[Point localization data]

※ ※ ※

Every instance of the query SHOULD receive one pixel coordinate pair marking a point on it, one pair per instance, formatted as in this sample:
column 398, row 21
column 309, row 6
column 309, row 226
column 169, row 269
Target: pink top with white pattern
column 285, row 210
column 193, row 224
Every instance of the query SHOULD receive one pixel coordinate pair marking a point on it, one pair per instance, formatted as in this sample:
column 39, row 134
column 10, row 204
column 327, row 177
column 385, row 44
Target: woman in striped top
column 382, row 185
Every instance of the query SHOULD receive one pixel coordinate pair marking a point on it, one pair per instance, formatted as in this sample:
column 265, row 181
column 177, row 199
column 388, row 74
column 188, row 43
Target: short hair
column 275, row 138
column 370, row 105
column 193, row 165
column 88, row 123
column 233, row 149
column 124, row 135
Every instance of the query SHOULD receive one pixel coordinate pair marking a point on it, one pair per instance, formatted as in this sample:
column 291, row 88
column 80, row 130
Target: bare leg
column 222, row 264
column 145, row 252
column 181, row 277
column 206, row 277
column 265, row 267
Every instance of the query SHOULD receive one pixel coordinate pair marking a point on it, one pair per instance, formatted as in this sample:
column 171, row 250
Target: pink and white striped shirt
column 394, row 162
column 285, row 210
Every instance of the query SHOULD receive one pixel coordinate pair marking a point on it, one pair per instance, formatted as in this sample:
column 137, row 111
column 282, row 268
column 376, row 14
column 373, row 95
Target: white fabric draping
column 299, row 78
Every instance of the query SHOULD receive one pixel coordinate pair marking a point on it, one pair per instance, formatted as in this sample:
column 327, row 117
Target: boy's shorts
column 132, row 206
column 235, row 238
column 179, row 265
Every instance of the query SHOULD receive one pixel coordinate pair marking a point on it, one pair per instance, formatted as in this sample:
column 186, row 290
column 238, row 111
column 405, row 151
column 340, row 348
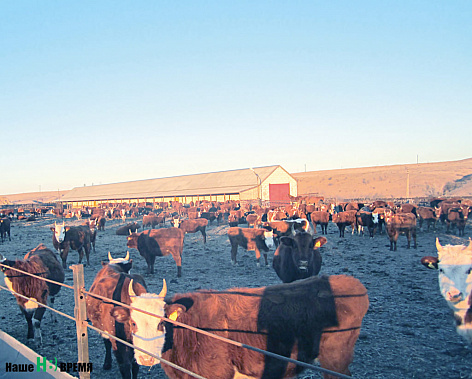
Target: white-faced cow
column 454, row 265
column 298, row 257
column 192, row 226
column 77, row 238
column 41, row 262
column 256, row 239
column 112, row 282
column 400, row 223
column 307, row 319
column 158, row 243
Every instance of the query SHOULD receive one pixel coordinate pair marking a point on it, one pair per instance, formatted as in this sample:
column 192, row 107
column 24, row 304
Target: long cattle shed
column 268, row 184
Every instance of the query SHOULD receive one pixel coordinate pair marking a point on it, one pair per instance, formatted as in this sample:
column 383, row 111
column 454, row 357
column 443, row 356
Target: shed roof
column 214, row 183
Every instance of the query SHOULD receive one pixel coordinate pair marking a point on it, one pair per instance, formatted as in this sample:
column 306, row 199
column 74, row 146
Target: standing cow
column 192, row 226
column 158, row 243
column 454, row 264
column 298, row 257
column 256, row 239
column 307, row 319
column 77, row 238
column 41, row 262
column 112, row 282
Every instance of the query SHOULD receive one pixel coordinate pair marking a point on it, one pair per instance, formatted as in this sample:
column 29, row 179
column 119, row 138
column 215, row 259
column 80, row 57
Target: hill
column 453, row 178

※ ※ ※

**WORK INSTRUCTIONS**. What you give back should be only the lines of the records above, starting at the line with "column 238, row 111" and ending at the line with "column 340, row 348", restated word for word.

**SOLUTION TO THE PROBLEM**.
column 238, row 111
column 405, row 151
column 340, row 348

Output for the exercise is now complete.